INSTRUCTIONS FOR THE TASK
Reproduce every line of the items below verbatim, without altering any character.

(Collected data entries)
<<<<
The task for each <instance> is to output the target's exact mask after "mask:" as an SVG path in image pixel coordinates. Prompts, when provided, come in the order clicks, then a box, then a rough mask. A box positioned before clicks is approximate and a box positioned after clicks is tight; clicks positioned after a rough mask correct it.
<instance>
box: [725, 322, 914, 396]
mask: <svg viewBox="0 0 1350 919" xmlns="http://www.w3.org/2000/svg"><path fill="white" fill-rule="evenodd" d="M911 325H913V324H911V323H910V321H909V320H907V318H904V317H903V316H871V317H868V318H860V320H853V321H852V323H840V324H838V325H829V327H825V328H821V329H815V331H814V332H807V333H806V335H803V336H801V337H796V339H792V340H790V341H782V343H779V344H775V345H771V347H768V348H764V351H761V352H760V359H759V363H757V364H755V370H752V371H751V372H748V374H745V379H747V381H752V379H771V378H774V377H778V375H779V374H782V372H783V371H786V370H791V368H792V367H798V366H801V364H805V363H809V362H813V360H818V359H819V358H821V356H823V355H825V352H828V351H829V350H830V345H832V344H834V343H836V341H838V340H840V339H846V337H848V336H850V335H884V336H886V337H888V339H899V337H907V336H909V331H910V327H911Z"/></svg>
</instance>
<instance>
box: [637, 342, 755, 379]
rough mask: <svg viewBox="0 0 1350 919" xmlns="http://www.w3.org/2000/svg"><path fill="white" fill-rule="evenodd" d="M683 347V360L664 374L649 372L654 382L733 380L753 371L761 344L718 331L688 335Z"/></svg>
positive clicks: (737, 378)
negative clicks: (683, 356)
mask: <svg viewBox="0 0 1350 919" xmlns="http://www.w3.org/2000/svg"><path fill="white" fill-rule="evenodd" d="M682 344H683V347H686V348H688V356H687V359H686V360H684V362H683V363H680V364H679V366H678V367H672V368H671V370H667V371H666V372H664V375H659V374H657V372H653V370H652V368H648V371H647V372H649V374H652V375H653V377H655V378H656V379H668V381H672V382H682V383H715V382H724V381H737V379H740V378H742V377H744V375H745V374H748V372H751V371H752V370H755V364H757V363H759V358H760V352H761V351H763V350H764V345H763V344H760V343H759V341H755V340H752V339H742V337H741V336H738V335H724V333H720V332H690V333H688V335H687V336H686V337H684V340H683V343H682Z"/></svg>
>>>>
EXERCISE RESPONSE
The task for each <instance> is to output the target's exact mask after "mask:" as an SVG path in image pixel coordinates. Prompts, when provided, come in the order clicks, then a box, then a rough mask. A box positioned before clicks is approximate and a box positioned after clicks is tight; clicks positioned after a rough mask correct it.
<instance>
box: [725, 322, 914, 396]
mask: <svg viewBox="0 0 1350 919" xmlns="http://www.w3.org/2000/svg"><path fill="white" fill-rule="evenodd" d="M911 325H913V324H911V323H910V321H909V320H907V318H904V317H903V316H871V317H868V318H860V320H853V321H852V323H840V324H838V325H829V327H825V328H821V329H815V331H814V332H807V333H806V335H803V336H801V337H796V339H792V340H790V341H782V343H779V344H775V345H771V347H768V348H764V351H761V352H760V359H759V363H757V364H755V370H752V371H751V372H748V374H745V379H747V381H752V379H771V378H774V377H778V375H779V374H782V372H783V371H786V370H791V368H792V367H798V366H801V364H805V363H809V362H813V360H818V359H819V358H821V356H823V355H825V352H828V351H829V350H830V345H832V344H834V343H836V341H838V340H840V339H846V337H848V336H850V335H884V336H886V337H888V339H899V337H907V336H909V331H910V327H911Z"/></svg>
</instance>
<instance>
box: [637, 342, 755, 379]
rough mask: <svg viewBox="0 0 1350 919" xmlns="http://www.w3.org/2000/svg"><path fill="white" fill-rule="evenodd" d="M683 347V360L664 374L649 372L654 382L733 380L753 371L761 344L718 331L688 335Z"/></svg>
positive clicks: (737, 378)
negative clicks: (683, 356)
mask: <svg viewBox="0 0 1350 919" xmlns="http://www.w3.org/2000/svg"><path fill="white" fill-rule="evenodd" d="M682 344H683V347H686V348H688V356H687V359H686V360H684V362H683V363H680V364H679V366H678V367H672V368H671V370H667V371H666V372H664V375H659V374H657V372H653V370H652V368H648V371H647V372H649V374H652V375H653V377H655V378H656V379H668V381H672V382H682V383H715V382H724V381H737V379H740V378H742V377H744V375H745V374H748V372H751V371H752V370H755V364H757V363H759V358H760V352H761V351H763V350H764V345H763V344H760V343H759V341H755V340H752V339H742V337H741V336H738V335H724V333H720V332H690V333H688V335H687V336H686V337H684V340H683V343H682Z"/></svg>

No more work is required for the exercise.